▶ [TASK STATEMENT]
Copy the lines of the material below without any changes, starting at the line that contains "Note: pick out the child's sneaker" and stopping after the line that contains "column 1179, row 510".

----- ENTRIES PROVIDED

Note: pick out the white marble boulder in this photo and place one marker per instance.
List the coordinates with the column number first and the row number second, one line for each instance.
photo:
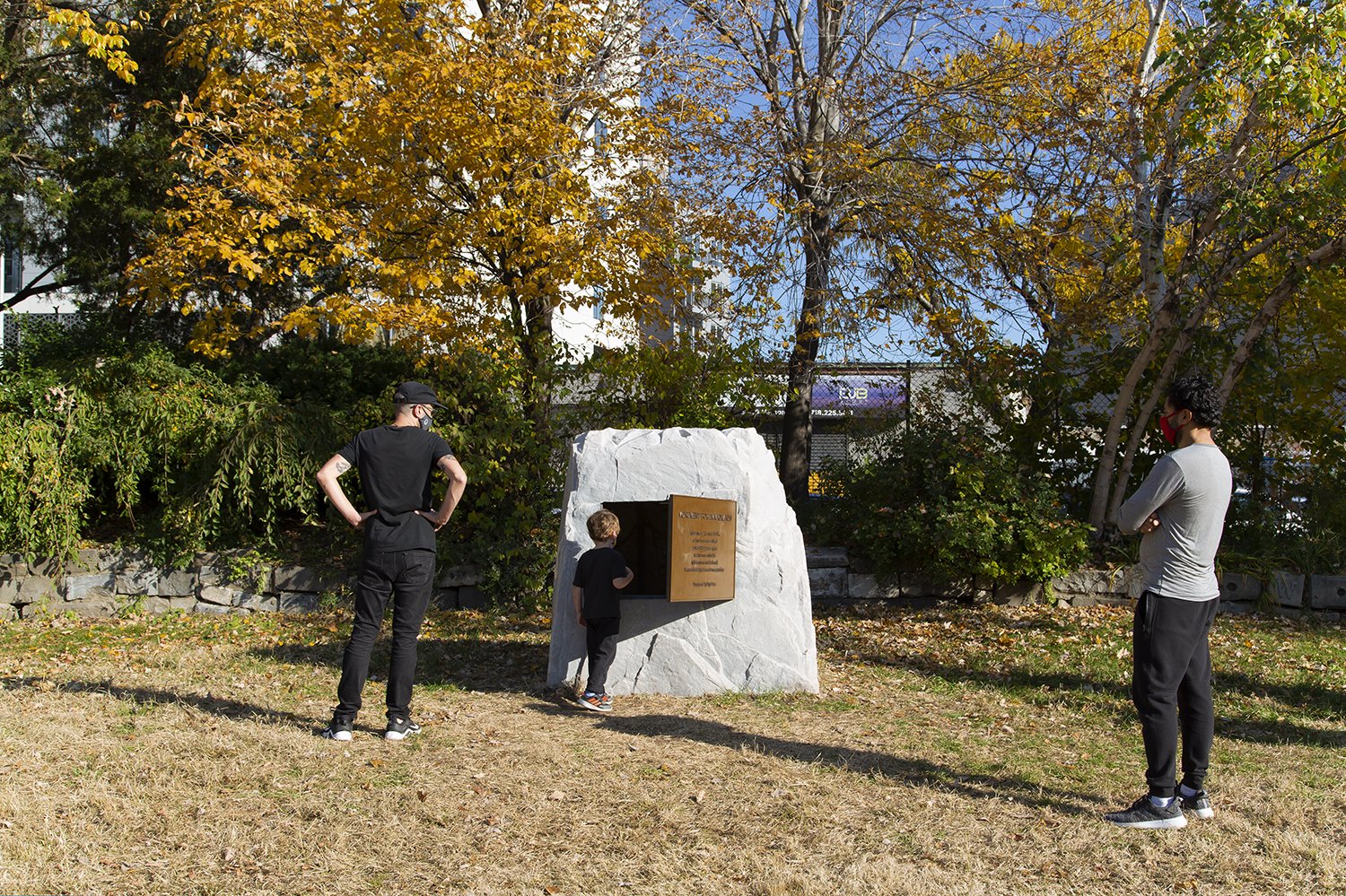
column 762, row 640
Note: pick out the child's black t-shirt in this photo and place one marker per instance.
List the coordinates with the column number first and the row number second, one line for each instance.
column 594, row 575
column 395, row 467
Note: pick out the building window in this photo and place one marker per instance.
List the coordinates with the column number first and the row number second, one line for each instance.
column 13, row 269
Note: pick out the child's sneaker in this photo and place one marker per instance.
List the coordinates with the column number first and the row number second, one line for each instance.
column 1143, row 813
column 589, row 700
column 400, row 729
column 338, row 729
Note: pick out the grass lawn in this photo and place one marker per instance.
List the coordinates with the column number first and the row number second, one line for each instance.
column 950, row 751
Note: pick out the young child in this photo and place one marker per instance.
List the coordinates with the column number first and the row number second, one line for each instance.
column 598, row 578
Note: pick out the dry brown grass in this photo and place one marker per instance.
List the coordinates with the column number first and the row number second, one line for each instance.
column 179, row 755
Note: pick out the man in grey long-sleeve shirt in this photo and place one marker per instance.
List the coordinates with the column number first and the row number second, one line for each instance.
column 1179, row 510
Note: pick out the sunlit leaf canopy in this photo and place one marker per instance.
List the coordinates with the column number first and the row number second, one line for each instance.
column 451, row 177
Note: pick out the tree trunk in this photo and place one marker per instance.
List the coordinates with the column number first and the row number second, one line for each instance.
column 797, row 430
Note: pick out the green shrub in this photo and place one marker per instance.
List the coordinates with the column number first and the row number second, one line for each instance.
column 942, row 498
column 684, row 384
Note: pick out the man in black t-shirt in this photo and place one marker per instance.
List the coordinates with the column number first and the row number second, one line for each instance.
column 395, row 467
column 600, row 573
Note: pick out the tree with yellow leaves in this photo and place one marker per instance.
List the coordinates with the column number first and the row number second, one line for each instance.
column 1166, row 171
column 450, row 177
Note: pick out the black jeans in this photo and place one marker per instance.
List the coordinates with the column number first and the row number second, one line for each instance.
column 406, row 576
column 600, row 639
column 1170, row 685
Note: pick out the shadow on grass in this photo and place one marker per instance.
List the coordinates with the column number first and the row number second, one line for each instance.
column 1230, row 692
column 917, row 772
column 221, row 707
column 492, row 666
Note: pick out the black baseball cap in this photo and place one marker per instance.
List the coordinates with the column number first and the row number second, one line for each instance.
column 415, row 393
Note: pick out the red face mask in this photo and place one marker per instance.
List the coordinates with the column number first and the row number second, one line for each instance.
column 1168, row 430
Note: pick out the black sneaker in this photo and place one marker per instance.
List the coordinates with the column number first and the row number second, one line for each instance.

----------

▶ [FULL SOLUTION]
Note: pick out the child's sneaker in this photo and place one marker per instance.
List the coordinates with the column number first and the row number second, one line for each instance.
column 1143, row 813
column 589, row 700
column 400, row 729
column 338, row 729
Note: pick out the grass lawn in this photo and place one marker per instance.
List the coordinates with the column number first and the row number second, one line for each instance.
column 950, row 751
Note: pick out the young child in this photo and place one marker per instance.
List the coordinates with the column number first and the row number second, one line for each instance.
column 598, row 578
Note: pick out the dry brown grass in this photo and place one marker per instance.
List the coordinates with the column number first and the row number second, one line for each instance.
column 179, row 755
Note: pick out the man in grey long-sleeve shirt in this photo and place one marker per instance.
List the coordinates with the column number first and the row number second, one line for each instance.
column 1179, row 510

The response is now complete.